→ **Task description**: The expected output is the full set of entries, printed exactly, without pictures.

→ **Extracted records**:
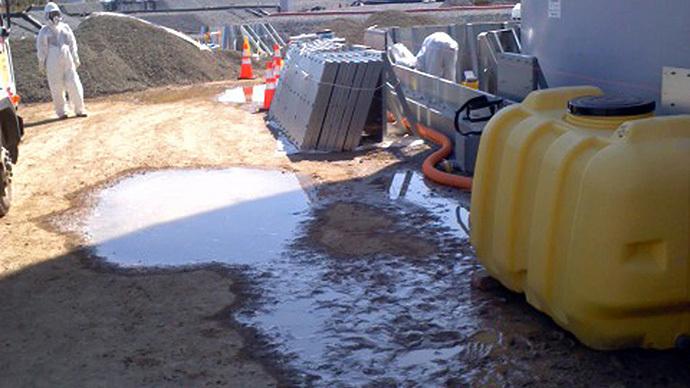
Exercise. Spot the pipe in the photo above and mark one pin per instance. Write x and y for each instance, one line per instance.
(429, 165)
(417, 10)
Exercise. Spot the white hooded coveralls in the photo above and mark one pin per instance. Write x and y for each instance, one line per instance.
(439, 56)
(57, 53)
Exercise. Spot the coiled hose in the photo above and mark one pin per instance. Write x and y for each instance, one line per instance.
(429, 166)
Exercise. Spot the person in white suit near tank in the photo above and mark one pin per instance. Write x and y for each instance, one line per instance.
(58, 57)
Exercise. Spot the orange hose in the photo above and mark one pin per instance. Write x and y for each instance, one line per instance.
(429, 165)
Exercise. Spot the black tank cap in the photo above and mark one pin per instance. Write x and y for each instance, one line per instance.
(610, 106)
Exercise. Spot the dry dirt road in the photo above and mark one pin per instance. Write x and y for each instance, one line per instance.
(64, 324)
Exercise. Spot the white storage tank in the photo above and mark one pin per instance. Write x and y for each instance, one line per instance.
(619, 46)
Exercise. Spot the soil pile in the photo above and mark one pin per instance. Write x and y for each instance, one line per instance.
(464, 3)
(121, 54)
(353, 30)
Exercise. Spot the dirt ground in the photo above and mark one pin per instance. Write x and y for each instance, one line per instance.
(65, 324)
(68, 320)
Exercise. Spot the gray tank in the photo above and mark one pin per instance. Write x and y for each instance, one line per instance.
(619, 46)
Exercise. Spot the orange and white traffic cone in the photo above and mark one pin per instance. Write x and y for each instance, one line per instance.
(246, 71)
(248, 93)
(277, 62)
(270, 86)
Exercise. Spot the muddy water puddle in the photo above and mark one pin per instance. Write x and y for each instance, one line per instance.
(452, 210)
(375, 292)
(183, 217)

→ **Result for this exercise**:
Exercise. Spot the pipe in the photo above and mark one pin per instance. Write x and y for each instance, one line per instance.
(429, 165)
(417, 10)
Exercise. Spot the white hooded coveralls in the photo above and mark one pin per instance. Write x and y for each instance, one line per instance.
(439, 56)
(57, 53)
Exercise. Spot the coiled hose in the photo above and mark one pin per instance. Write x and y for each instance, one line per instance.
(429, 166)
Exercise. Spot the person in white suit near tank in the photo above and mark one pin per instance. Write x and y for each instance, one line per instance.
(58, 57)
Exercise. Spot the orange hose in the photo above and mark one pin per instance. Write x and y for each instance, one line per instance.
(429, 165)
Exercise. Spot the black tank cap in the photo above and mark one pin per instance. Write x and y for each instance, one line per instance.
(610, 106)
Exercise. Spot the dry dirt road in the photo above and mark one pin per instance. Write x and y for each instance, one line per instance.
(64, 324)
Exercise. Spot the white storage tank in the photo above and mark one pin per instance. Write x and y for each instance, one line per instance.
(619, 46)
Exercise. Spot the soil pile in the photo above and mark one pin per instance. Write x and y for each instance, one line per instance.
(464, 3)
(121, 54)
(353, 30)
Exercise. Spot the dirt ground in the photo above and mark one pin per instance. Write x and y for each instance, one line per instance.
(65, 324)
(68, 320)
Exercise. Spot the gray tank in the photo above and mark one pin per instance. Write x and y for each instance, one line per instance.
(619, 46)
Exercise. Spot the orange and white traffic cone in the photo above and mark one pin per instance. Write x and y for each instance, one line per instance.
(246, 71)
(248, 93)
(277, 62)
(270, 86)
Exercise. Spot the muddy water puddle in the photo above and mark one pin per instance. Write x and y for each instance, one line per instance.
(452, 210)
(375, 292)
(183, 217)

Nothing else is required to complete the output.